Region pointing data:
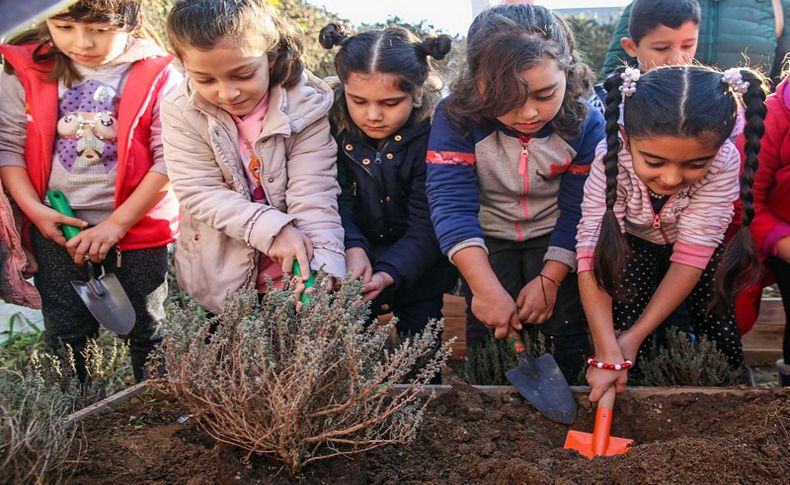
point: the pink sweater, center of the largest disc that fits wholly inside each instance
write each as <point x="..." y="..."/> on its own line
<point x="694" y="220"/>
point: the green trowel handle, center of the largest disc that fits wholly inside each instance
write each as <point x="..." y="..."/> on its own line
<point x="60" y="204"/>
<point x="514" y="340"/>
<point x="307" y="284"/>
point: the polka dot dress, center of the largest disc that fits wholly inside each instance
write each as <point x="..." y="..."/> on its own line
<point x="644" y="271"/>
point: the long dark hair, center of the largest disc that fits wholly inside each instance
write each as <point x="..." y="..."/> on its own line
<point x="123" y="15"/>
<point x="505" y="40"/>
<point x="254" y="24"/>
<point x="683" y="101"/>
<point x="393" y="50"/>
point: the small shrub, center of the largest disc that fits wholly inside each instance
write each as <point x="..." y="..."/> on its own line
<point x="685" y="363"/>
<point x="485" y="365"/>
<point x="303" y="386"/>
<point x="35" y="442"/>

==

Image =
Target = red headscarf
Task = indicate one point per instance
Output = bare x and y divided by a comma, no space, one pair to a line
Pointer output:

...

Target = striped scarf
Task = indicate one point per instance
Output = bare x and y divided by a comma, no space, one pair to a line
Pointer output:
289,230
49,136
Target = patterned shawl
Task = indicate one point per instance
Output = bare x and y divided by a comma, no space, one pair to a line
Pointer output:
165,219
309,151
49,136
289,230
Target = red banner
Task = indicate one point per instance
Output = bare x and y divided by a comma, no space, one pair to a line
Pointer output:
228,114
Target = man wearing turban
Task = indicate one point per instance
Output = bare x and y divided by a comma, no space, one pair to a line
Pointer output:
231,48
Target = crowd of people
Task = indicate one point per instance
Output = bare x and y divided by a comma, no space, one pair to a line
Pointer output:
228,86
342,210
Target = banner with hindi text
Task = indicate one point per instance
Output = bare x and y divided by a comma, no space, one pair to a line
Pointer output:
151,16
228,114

WHAT IS BEING ASKED:
Copy all lines from the entries that contain the word "banner".

OUTPUT:
Target = red banner
Target = banner with hindi text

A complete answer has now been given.